Stated exercise:
Pick out each line of the records below that contains the word "chair", and copy those lines.

Begin

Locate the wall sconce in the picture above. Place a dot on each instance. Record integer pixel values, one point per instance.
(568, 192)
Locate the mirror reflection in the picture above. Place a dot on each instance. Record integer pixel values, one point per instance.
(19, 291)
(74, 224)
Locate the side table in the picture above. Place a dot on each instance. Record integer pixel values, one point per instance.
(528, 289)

End
Begin

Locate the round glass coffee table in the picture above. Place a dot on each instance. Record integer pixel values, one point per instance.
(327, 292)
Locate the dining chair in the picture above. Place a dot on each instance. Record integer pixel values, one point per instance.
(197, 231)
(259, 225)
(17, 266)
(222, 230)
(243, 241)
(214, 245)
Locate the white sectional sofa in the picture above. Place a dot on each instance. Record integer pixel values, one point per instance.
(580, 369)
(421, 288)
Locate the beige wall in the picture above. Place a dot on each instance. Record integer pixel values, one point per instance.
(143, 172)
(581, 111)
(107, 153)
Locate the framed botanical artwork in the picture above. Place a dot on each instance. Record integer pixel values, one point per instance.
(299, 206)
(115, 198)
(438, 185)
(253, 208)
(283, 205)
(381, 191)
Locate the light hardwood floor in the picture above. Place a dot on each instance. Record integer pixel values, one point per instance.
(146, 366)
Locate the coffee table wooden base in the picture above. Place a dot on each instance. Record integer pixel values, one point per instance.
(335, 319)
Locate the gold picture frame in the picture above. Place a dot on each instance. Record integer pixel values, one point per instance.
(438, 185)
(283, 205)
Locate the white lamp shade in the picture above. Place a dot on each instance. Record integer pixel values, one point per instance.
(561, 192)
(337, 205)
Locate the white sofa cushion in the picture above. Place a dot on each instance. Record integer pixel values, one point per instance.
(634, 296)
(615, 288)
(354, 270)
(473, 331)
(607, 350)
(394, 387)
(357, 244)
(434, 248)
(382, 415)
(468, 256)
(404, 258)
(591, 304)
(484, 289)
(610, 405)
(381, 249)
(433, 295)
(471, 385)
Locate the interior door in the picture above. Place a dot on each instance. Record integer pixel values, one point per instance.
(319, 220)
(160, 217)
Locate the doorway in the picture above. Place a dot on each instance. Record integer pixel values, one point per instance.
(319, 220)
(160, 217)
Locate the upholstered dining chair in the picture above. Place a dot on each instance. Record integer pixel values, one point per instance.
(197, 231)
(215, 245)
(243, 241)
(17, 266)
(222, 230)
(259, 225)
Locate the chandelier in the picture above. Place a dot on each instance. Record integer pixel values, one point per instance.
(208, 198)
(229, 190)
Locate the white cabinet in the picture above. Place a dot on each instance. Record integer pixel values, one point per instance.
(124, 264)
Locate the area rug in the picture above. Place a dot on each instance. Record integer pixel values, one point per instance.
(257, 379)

End

Full response:
Locate the dining chair in the picture above. Place a dot on each instance. Record integer pixel values, one point per instance.
Locate the upholstered dining chair in the picture above. Place a dot on each instance. Record integer pixel values, one point per instance.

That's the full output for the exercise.